_Record extracts_
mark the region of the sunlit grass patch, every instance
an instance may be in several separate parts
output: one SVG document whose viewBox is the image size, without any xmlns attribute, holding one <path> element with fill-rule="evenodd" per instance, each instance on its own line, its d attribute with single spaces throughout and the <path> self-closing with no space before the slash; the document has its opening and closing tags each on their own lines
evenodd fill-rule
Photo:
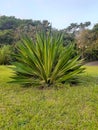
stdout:
<svg viewBox="0 0 98 130">
<path fill-rule="evenodd" d="M 0 129 L 97 130 L 97 70 L 87 67 L 82 85 L 39 90 L 7 83 L 12 70 L 0 66 Z"/>
</svg>

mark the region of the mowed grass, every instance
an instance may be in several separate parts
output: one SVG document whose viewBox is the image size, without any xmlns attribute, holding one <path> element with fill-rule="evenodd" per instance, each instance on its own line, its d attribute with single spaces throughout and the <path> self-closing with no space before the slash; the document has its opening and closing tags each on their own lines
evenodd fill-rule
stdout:
<svg viewBox="0 0 98 130">
<path fill-rule="evenodd" d="M 98 130 L 98 67 L 83 83 L 59 89 L 7 83 L 12 70 L 0 66 L 0 130 Z"/>
</svg>

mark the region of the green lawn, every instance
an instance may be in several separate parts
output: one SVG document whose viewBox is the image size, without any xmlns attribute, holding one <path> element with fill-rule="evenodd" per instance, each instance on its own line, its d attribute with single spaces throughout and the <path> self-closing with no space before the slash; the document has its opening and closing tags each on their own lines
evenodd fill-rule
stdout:
<svg viewBox="0 0 98 130">
<path fill-rule="evenodd" d="M 98 130 L 98 67 L 86 68 L 81 85 L 39 90 L 0 66 L 0 130 Z"/>
</svg>

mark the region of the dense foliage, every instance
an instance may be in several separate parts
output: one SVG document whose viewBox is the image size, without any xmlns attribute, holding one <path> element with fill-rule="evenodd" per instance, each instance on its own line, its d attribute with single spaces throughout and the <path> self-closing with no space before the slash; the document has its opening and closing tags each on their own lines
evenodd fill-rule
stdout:
<svg viewBox="0 0 98 130">
<path fill-rule="evenodd" d="M 18 19 L 14 16 L 0 16 L 0 47 L 14 45 L 20 41 L 23 35 L 36 40 L 36 32 L 63 33 L 64 46 L 75 44 L 77 53 L 87 61 L 98 60 L 98 24 L 92 29 L 91 23 L 71 23 L 67 28 L 57 30 L 47 20 Z"/>
<path fill-rule="evenodd" d="M 76 82 L 82 61 L 74 56 L 73 46 L 63 46 L 61 35 L 37 35 L 36 43 L 23 38 L 17 46 L 14 81 L 23 85 L 52 85 Z"/>
<path fill-rule="evenodd" d="M 0 65 L 6 65 L 11 62 L 12 49 L 9 45 L 0 48 Z"/>
</svg>

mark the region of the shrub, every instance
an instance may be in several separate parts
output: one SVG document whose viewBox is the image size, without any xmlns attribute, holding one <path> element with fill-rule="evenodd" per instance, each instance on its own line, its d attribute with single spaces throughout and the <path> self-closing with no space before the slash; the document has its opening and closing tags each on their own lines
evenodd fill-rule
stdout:
<svg viewBox="0 0 98 130">
<path fill-rule="evenodd" d="M 4 45 L 0 48 L 0 65 L 9 64 L 11 61 L 11 46 Z"/>
<path fill-rule="evenodd" d="M 61 35 L 37 35 L 36 42 L 25 37 L 17 46 L 13 82 L 22 85 L 54 85 L 72 82 L 83 72 L 74 46 L 63 46 Z"/>
</svg>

_Work to be completed_
Rewrite the lines of all the items above, swapping "separate parts" for "disconnected pieces" wherever it occurs and keeping everything else the same. Leave the pictures out of your answer.

_Final answer_
mark the region of the sunlit grass patch, every instance
an instance may be in several disconnected pieces
output: one SVG document whose viewBox is the image size, without any xmlns attribute, holding one <path> element with fill-rule="evenodd" per instance, each instance on its own line, its d attribute with single spaces throughout and the <path> self-closing with no space before the slash; the document has its opening and closing tags each on their own lines
evenodd fill-rule
Photo:
stdout:
<svg viewBox="0 0 98 130">
<path fill-rule="evenodd" d="M 0 129 L 97 130 L 97 70 L 87 67 L 82 85 L 39 90 L 7 83 L 12 70 L 0 66 Z"/>
</svg>

mark the region of the mowed grass, every instance
an instance may be in several disconnected pieces
output: one SVG document whose viewBox is the image size, without any xmlns attribute, holding one <path> element with fill-rule="evenodd" per instance, each instance on its own line, its d attribute with single spaces throughout and the <path> self-closing with no space before the slash; the document has its opening and closing tags each on their own lines
evenodd fill-rule
stdout:
<svg viewBox="0 0 98 130">
<path fill-rule="evenodd" d="M 98 130 L 98 67 L 83 83 L 59 89 L 7 83 L 12 70 L 0 66 L 0 130 Z"/>
</svg>

mark the region of the green lawn, every instance
an instance may be in several disconnected pieces
output: one SVG document whose viewBox is the image size, without any xmlns attribute, holding one <path> element with fill-rule="evenodd" per instance, each instance on its own line, its d attribute with single spaces throughout and the <path> self-closing with no space before the slash; the document has its opening and closing tags each on their own lines
evenodd fill-rule
stdout:
<svg viewBox="0 0 98 130">
<path fill-rule="evenodd" d="M 98 130 L 98 67 L 86 68 L 81 85 L 39 90 L 0 66 L 0 130 Z"/>
</svg>

mark the region of the dense foliage, every instance
an instance may be in several disconnected pieces
output: one SVG document whose viewBox is the image size, without any xmlns attribute, holding one <path> element with fill-rule="evenodd" per instance, each instance on its own line, its d attribute with single spaces throughout and the <path> self-closing with no space before the slash; the document has its opening and closing tags each on their own lines
evenodd fill-rule
stdout:
<svg viewBox="0 0 98 130">
<path fill-rule="evenodd" d="M 18 19 L 14 16 L 0 16 L 0 47 L 14 45 L 20 41 L 23 35 L 36 40 L 36 32 L 63 33 L 64 46 L 75 44 L 77 53 L 87 61 L 98 60 L 98 24 L 92 29 L 91 23 L 71 23 L 67 28 L 57 30 L 47 20 Z"/>
<path fill-rule="evenodd" d="M 76 82 L 82 61 L 74 56 L 73 46 L 63 46 L 61 35 L 37 35 L 36 43 L 23 38 L 17 46 L 14 81 L 23 85 L 52 85 Z"/>
<path fill-rule="evenodd" d="M 0 65 L 6 65 L 11 62 L 12 49 L 9 45 L 0 48 Z"/>
</svg>

mark the region of the shrub, every instance
an instance may be in several disconnected pieces
output: one SVG document whose viewBox is the image size, without any xmlns attribute, holding one <path> element with fill-rule="evenodd" per instance, each instance on its own line, its d attribute with single spaces throughout and the <path> self-closing with no space before the slash; the document has its opening and closing tags each on their own lines
evenodd fill-rule
stdout:
<svg viewBox="0 0 98 130">
<path fill-rule="evenodd" d="M 4 45 L 0 48 L 0 65 L 9 64 L 11 61 L 11 46 Z"/>
<path fill-rule="evenodd" d="M 61 35 L 37 35 L 36 42 L 25 37 L 17 46 L 13 82 L 22 85 L 54 85 L 72 82 L 83 72 L 74 46 L 63 46 Z"/>
</svg>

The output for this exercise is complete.